● What you will do
**1)** Please duplicate the part of the mortgage overpayments page that opens with the words containing "You’ll need to have" and closes with "a particular point.".
**2)** Decide whether each statement below agrees with the mortgage overpayments page, answering yes or no and quoting the deciding words: (a) Only a limited number of overpayments can be made without an early repayment charge. (b) The calculator cannot be used for a mortgage made up of multiple sub-accounts. (c) A fee is charged for making overpayments.

● Text passage
___

Making overpayments - Morag

Making overpayments  

 

Making a lump sum overpayment or regular monthly overpayments will reduce your mortgage balance and the amount of interest you pay. That may help to pay off your mortgage earlier or could mean that you’ll have more options to remortgage in future. 

You can make unlimited overpayments without paying an early repayment charge. 

If you’re thinking about paying off your balance in full, there’s more information on our Paying off your mortgage page.

 

Our overpayments calculator

Our calculator will help to show how overpayments might affect your mortgage. You can use it to show how even relatively small regular monthly overpayments could have a significant effect on the amount of interest you’ll pay over your remaining term.

Overpayment calculator

See the positive impact making overpayments could have on your mortgage.

Whether it’s a regular monthly overpayment or a one-off amount, you might be surprised how much difference it makes.

Using this tool

You’ll need to have an idea of the amount you can afford to overpay. You’ll also need to know your outstanding balance, repayment basis (interest only, part & part or capital & interest), current interest rate and remaining term of your mortgage.

Find out how to quickly see up to date information about your mortgage account

If your mortgage is made up of multiple sub-accounts, you won’t be able to use the calculator and you’ll need to call us to discuss your situation.

Benefits of making overpayments

Overpayments are easy to set up and you won’t be charged any fees by us for making them.

You can make additional payments to reduce your mortgage balance every month or as a one-off lump sum at a particular point.

Each overpayment you make helps reduce your mortgage balance meaning you’ll pay less interest over the remaining term of your mortgage.

Reducing your balance could also reduce your loan to value ratio (the amount you owe compared to how much your property is worth) which could make it easier for you to remortgage in the future.

Understanding the results

Our calculator shows how making overpayments on a mortgage reduces the total amount of interest paid and balance owed at the end of the mortgage term.

___

● Material provided
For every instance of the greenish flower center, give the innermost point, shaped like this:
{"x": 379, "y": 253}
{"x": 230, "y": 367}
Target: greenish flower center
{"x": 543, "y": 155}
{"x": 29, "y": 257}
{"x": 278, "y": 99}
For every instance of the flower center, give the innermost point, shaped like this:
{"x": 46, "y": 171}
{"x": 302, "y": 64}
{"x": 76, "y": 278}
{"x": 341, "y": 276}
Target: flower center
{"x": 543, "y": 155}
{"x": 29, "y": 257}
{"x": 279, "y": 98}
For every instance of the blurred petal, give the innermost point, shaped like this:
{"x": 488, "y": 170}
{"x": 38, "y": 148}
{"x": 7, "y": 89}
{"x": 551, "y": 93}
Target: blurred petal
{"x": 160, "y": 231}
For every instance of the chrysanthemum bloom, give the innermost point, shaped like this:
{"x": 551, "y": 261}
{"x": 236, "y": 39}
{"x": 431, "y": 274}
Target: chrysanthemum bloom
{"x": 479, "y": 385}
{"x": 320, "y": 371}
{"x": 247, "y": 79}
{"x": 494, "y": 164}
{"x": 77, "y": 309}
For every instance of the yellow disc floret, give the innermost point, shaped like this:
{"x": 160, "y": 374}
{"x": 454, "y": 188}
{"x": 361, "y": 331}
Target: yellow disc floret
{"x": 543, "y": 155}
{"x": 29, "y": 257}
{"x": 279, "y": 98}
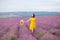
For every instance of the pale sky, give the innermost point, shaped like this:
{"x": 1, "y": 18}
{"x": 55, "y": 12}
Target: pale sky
{"x": 29, "y": 5}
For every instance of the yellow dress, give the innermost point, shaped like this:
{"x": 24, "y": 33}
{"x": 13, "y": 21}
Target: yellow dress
{"x": 32, "y": 23}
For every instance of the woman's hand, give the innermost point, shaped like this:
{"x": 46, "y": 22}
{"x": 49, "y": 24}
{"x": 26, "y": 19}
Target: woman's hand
{"x": 21, "y": 22}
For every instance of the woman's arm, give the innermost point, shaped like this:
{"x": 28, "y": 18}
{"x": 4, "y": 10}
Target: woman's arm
{"x": 28, "y": 20}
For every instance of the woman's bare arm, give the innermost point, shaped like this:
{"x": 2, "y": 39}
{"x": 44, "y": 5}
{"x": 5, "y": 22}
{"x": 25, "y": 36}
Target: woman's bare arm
{"x": 28, "y": 20}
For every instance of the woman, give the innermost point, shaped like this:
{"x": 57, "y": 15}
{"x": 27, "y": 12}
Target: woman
{"x": 32, "y": 20}
{"x": 32, "y": 23}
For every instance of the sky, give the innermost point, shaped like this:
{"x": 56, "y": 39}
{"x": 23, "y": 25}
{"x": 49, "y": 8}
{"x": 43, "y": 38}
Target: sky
{"x": 29, "y": 5}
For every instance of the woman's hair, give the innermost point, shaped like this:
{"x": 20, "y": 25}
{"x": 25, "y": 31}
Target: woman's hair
{"x": 33, "y": 15}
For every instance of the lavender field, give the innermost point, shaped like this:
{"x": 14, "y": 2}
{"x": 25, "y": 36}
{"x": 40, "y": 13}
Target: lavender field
{"x": 48, "y": 28}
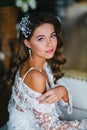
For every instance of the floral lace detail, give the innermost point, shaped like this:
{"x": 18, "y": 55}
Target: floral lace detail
{"x": 26, "y": 113}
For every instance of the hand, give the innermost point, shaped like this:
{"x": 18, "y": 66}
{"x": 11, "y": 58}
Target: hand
{"x": 54, "y": 95}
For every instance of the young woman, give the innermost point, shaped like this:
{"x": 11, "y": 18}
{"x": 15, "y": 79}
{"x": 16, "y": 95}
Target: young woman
{"x": 37, "y": 89}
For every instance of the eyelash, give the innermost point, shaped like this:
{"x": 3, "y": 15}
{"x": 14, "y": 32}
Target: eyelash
{"x": 52, "y": 36}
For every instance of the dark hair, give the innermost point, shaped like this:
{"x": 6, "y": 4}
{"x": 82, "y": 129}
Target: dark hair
{"x": 32, "y": 22}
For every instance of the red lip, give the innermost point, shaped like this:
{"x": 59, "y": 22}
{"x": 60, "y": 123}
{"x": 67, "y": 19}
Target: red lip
{"x": 50, "y": 51}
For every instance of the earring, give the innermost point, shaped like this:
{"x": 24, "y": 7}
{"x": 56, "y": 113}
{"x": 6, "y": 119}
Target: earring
{"x": 30, "y": 53}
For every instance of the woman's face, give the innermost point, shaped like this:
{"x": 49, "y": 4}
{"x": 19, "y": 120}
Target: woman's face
{"x": 43, "y": 42}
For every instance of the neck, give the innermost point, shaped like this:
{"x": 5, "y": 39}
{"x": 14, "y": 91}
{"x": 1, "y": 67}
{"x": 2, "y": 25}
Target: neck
{"x": 37, "y": 63}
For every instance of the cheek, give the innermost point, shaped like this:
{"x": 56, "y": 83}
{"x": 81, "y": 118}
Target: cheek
{"x": 37, "y": 48}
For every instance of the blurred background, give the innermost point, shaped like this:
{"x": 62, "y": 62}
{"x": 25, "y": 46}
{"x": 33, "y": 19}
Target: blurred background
{"x": 73, "y": 15}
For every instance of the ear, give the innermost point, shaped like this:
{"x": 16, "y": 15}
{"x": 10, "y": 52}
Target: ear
{"x": 26, "y": 42}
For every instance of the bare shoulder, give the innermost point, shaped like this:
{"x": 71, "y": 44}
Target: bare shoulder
{"x": 36, "y": 80}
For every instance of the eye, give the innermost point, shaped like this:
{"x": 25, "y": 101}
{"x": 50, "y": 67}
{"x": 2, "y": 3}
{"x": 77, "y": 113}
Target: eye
{"x": 53, "y": 35}
{"x": 40, "y": 39}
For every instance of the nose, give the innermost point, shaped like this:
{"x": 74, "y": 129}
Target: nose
{"x": 49, "y": 42}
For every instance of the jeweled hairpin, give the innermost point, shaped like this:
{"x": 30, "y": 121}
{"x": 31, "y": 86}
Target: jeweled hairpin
{"x": 24, "y": 26}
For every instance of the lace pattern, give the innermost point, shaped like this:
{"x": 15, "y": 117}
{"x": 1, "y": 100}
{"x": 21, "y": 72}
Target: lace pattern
{"x": 26, "y": 113}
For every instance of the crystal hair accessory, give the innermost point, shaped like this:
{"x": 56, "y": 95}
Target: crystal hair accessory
{"x": 24, "y": 26}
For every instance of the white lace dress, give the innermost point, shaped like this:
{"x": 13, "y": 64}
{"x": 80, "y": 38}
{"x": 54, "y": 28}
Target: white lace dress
{"x": 26, "y": 113}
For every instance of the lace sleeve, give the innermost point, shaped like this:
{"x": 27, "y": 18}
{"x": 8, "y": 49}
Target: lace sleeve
{"x": 47, "y": 119}
{"x": 44, "y": 115}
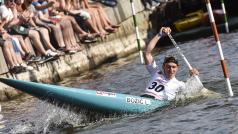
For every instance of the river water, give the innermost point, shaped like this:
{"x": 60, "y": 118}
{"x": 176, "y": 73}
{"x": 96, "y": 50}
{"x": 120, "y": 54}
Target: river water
{"x": 211, "y": 115}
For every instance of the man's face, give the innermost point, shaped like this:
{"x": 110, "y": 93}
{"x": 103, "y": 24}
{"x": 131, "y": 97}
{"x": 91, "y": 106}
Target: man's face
{"x": 170, "y": 69}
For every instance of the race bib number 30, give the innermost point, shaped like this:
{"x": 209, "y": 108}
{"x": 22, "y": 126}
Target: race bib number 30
{"x": 156, "y": 86}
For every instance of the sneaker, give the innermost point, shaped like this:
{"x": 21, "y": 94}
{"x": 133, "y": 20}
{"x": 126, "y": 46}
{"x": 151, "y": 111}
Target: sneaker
{"x": 47, "y": 58}
{"x": 17, "y": 69}
{"x": 28, "y": 68}
{"x": 51, "y": 53}
{"x": 35, "y": 59}
{"x": 28, "y": 56}
{"x": 60, "y": 53}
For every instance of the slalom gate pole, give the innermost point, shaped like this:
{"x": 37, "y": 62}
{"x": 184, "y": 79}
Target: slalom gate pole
{"x": 216, "y": 36}
{"x": 137, "y": 32}
{"x": 184, "y": 58}
{"x": 225, "y": 16}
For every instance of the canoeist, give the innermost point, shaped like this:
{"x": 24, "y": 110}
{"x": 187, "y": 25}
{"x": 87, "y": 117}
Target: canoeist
{"x": 163, "y": 84}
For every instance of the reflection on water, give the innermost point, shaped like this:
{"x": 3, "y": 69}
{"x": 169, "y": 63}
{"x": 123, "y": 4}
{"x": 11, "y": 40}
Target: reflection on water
{"x": 203, "y": 115}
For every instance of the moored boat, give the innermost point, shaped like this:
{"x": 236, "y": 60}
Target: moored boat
{"x": 108, "y": 102}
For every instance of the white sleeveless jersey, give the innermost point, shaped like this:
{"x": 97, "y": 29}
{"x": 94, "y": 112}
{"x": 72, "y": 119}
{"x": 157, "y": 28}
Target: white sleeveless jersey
{"x": 160, "y": 87}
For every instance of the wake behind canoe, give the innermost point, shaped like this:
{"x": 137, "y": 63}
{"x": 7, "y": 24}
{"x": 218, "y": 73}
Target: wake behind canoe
{"x": 97, "y": 100}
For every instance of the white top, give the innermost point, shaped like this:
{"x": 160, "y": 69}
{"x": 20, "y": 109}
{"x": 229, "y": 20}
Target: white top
{"x": 160, "y": 87}
{"x": 6, "y": 13}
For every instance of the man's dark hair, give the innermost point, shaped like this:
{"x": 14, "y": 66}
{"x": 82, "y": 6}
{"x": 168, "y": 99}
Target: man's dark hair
{"x": 172, "y": 59}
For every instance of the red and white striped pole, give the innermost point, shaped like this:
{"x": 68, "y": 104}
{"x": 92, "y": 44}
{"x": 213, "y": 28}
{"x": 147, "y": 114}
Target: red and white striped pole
{"x": 216, "y": 36}
{"x": 225, "y": 16}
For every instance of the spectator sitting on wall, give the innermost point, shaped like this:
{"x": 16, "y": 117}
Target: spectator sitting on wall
{"x": 12, "y": 53}
{"x": 97, "y": 9}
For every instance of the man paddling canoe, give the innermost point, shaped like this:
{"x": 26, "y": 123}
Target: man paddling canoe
{"x": 163, "y": 84}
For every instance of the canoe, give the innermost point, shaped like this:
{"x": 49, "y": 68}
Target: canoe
{"x": 108, "y": 102}
{"x": 191, "y": 20}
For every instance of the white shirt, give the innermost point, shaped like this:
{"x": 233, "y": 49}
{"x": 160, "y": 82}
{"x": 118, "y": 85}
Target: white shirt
{"x": 160, "y": 87}
{"x": 6, "y": 13}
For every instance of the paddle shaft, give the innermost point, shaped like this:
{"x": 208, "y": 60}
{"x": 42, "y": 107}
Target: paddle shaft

___

● Exercise results
**1)**
You’ll need to have an idea of the amount you can afford to overpay. You’ll also need to know your outstanding balance, repayment basis (interest only, part & part or capital & interest), current interest rate and remaining term of your mortgage.

Find out how to quickly see up to date information about your mortgage account

If your mortgage is made up of multiple sub-accounts, you won’t be able to use the calculator and you’ll need to call us to discuss your situation.

Benefits of making overpayments

Overpayments are easy to set up and you won’t be charged any fees by us for making them.

You can make additional payments to reduce your mortgage balance every month or as a one-off lump sum at a particular point.

**2)**
(a) No: "You can make unlimited overpayments without paying an early repayment charge."
(b) Yes: "If your mortgage is made up of multiple sub-accounts, you won’t be able to use the calculator"
(c) No: "you won’t be charged any fees by us for making them."